▶ **DOCUMENT**
..............................
The fabrication process of any semiconductor can be divided into five main phases: crystal growth, slicing and grinding, polishing, epitaxy (epi), and device manufacturing. The third step, which we have generally called “polishing,” is the last phase of substrate production. This step is particularly important to atomically smooth the substrate’s surface, obtaining a high level of planarity, essential for the subsequent processing of the wafer.

Although Chemical Mechanical Polishing (CMP) has been the most used technique for substrate polishing for some time, a newly introduced technology, Plasma Polish Dry Etch (PPDE), is emerging as a valid alternative proposed by Oxford Instruments Plasma Technology, a business unit of Oxford Instruments Plc., that can overcome some of the limitations offered by CMP.

At the recent International Conference on Silicon Carbide and Related Materials (ICSCRM), held Sept. 11–16, 2022, in Davos, Switzerland, Oxford Instruments launched its new Plasma Polish process for SiC substrates. Announced as a direct replacement for conventional CMP technology, Plasma Polish aims to neatly fit in that demand gap where CMP currently is.

This article is focused on the PPDE technology developed by Oxford Instruments, a company founded in the late 1950s as a spinout of the University of Oxford. Today, the company provides high-technology products and services to many of the world’s leading companies and scientific research communities.

“I would say that nearly 50% of our business at Plasma Technology is focused on corporate R&D and universities,” said Brian Dlugosch, VP of Strategic Production Markets at Oxford Instruments Plasma Technology. “However, the remaining 50% of our business is based around servicing production customers, but it’s trending significantly toward production as our compound solutions gain traction in high-growth markets reliant on advanced materials.”

According to Dlugosch, silicon carbide is one of the products that Oxford Instruments is looking to get into production customers, due to the high demand from the market for this semiconductor and the consequent high-volume manufacturing process it requires.

According to market analyses, the forecast for the 6-inch wafer supply in the automotive industry is growing with a clear demand gap, which is a real challenge for the entire electronics industry. The solution is currently at 150mm, but the hardware is 200-mm production-compatible. The company’s patented approach provides smooth and damage-free SiC substrate surface and subsurface. That achievement is essential for enabling low-defect density epitaxial growth.

“CMP has limitations that could slow the adoption of SiC in devices used in e-mobility and sustainable energy. Plasma Polish can overcome these limitations and scale to meet the needs of these high-growth markets,” said Dlugosch.

The plasma-polishing technique is scalable, providing the same outcomes to SiC substrates regardless of wafer size. This enables the application of industry-standard wafer handling, monitoring, and control techniques that decrease contact time while boosting yield and efficiency.

Besides lack of scaling, CMP suffers from some limitations involving large environmental costs and, ultimately, high opex costs including slurry byproducts, which are expensive to buy, are costly to dispose of, and require extreme water usage. Almost 40% of the water usage in a semiconductor fabrication plant is related to CMP. Moreover, the physical pressure that CMP applies to the wafer means that breakage issues might occur.
..............................
▶ **REQUIREMENT 1**
According to the article on plasma polishing, about what share of the water usage in a semiconductor fabrication plant is related to CMP?
These records are unrelated to the article on plasma polishing.

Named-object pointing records
..............................
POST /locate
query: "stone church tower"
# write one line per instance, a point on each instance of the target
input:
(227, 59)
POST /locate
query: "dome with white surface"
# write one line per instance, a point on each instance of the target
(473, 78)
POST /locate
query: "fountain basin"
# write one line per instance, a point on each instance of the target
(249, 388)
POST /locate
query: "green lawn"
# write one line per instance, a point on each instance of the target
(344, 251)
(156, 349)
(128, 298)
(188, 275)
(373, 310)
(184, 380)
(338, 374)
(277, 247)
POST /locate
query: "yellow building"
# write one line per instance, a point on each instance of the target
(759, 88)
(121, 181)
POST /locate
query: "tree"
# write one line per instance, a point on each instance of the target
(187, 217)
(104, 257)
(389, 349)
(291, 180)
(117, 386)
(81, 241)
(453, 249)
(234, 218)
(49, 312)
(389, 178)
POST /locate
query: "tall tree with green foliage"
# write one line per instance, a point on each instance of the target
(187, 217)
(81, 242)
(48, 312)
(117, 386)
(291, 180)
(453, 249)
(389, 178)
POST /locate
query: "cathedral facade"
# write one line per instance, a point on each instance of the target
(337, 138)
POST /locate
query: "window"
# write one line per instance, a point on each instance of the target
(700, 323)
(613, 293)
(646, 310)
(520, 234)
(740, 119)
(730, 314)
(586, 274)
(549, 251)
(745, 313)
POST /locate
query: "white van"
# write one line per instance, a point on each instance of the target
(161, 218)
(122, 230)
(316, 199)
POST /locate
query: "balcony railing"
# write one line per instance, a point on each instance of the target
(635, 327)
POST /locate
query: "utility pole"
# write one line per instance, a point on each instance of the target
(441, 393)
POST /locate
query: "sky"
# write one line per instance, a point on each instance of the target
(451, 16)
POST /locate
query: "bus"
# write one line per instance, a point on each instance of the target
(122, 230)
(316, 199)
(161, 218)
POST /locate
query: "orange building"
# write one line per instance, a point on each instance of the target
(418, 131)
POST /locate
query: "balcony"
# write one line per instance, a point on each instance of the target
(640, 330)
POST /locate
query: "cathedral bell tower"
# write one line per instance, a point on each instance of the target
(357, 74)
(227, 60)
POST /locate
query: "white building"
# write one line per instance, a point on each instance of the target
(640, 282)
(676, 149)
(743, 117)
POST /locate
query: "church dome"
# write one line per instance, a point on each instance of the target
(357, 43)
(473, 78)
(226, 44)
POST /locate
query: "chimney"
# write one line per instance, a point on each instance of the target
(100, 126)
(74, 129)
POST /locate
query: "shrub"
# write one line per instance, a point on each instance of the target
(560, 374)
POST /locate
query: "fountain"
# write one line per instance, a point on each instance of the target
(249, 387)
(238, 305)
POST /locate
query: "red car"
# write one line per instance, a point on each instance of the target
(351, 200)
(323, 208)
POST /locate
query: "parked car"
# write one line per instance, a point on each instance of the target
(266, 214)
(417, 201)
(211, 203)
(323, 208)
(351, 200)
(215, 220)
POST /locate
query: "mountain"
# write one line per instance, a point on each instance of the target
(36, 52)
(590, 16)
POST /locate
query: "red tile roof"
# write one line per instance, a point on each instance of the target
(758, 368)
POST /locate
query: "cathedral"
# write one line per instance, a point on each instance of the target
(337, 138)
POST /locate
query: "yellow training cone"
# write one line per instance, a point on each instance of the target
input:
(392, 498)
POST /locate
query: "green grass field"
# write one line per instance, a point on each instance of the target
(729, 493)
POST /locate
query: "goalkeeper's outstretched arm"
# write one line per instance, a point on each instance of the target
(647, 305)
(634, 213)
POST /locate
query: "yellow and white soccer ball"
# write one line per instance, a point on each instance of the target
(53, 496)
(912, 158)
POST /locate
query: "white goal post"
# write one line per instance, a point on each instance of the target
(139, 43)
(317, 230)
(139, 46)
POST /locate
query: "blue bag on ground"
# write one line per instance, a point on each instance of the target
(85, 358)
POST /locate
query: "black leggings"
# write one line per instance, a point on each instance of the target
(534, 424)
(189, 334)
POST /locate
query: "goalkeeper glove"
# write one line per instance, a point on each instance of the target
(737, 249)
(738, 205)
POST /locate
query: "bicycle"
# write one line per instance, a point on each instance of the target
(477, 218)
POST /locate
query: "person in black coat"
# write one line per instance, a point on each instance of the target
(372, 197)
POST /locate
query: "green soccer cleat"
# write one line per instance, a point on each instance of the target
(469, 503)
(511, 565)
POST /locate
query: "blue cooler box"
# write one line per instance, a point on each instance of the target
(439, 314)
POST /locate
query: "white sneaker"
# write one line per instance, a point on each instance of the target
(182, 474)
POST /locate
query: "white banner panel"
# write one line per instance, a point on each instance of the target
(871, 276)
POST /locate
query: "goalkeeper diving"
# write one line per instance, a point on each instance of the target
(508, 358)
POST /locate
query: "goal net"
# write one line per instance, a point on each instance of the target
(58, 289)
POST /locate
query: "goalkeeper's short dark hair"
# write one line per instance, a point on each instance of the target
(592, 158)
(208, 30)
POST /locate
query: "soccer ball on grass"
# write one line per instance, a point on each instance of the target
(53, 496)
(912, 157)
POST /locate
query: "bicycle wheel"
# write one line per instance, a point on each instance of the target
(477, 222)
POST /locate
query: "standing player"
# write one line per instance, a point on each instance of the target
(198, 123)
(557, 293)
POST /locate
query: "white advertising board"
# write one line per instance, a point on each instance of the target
..............................
▶ **REQUIREMENT 2**
Count the lines of the records that contain the word "ball" and give only the number.

▶ **EXPECTED OUTPUT 1**
Almost 40%.

▶ **EXPECTED OUTPUT 2**
2